----- Material for this exercise -----

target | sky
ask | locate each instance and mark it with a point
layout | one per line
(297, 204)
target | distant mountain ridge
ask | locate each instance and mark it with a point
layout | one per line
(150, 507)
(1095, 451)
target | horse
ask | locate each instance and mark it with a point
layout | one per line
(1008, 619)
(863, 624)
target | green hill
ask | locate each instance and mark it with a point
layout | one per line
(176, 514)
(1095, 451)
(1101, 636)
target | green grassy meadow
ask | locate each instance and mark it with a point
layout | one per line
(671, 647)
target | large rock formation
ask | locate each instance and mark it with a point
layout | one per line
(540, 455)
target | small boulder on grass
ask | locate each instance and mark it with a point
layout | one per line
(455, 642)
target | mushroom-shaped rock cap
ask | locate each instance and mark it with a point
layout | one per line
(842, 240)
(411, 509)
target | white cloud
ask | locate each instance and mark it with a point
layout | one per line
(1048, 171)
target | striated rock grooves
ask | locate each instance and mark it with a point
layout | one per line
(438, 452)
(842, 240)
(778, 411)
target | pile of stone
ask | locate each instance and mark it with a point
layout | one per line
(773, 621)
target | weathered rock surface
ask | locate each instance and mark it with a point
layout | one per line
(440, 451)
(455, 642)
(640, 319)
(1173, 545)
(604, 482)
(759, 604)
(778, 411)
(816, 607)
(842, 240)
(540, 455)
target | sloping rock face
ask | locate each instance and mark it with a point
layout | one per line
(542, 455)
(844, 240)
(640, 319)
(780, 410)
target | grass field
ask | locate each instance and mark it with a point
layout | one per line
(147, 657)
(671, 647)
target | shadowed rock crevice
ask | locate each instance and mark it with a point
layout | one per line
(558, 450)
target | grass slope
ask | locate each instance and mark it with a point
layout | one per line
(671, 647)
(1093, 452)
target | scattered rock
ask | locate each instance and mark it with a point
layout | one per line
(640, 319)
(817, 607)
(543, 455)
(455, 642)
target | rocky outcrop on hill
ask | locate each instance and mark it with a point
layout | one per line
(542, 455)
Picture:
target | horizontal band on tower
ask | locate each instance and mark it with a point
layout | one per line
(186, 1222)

-----

**The request**
Could you give the data as a numbered list, starting at the line that has "target | white cloud" and running through the final line of the data, with blank lines left out?

**Answer to this exercise**
1. target | white cloud
2. ask | locate each instance and mark it with a point
3. layout | one per line
4. (1048, 171)
5. target | striated rock grooves
6. ask | locate each instance and mark it with a point
7. layout | one per line
8. (438, 452)
9. (842, 240)
10. (778, 411)
11. target | pile of stone
12. ask | locate each instance and mark it with a point
13. layout | one per line
14. (773, 621)
15. target | weathered rock surface
16. ask | locate each instance and mark it with a point
17. layout | one per line
18. (440, 451)
19. (455, 642)
20. (640, 319)
21. (1173, 545)
22. (604, 482)
23. (759, 604)
24. (778, 411)
25. (816, 607)
26. (842, 240)
27. (540, 455)
28. target | sloping rock face
29. ask | locate each instance and mark it with a point
30. layout | one per line
31. (542, 455)
32. (844, 240)
33. (640, 319)
34. (780, 410)
35. target | grass field
36. ask | locate each instance and mark it with a point
37. layout | one per line
38. (147, 657)
39. (671, 647)
40. target | shadowed rock crevice
41. ask | locate each instance and mark it with a point
42. layout | one per line
43. (558, 450)
44. target | grass slope
45. ask | locate each instance and mark it with a point
46. layout | one per line
47. (671, 647)
48. (1093, 452)
49. target | scattered rock
50. ask | locate each instance and mark it with a point
51. layout | one per line
52. (640, 319)
53. (817, 607)
54. (543, 455)
55. (455, 642)
56. target | rocky outcrop on hill
57. ask | locate each instance and mark it with a point
58. layout | one per line
59. (542, 455)
60. Picture:
61. target | horizontal band on tower
62. ask | locate each instance and mark it with a point
63. layout | one per line
64. (186, 1222)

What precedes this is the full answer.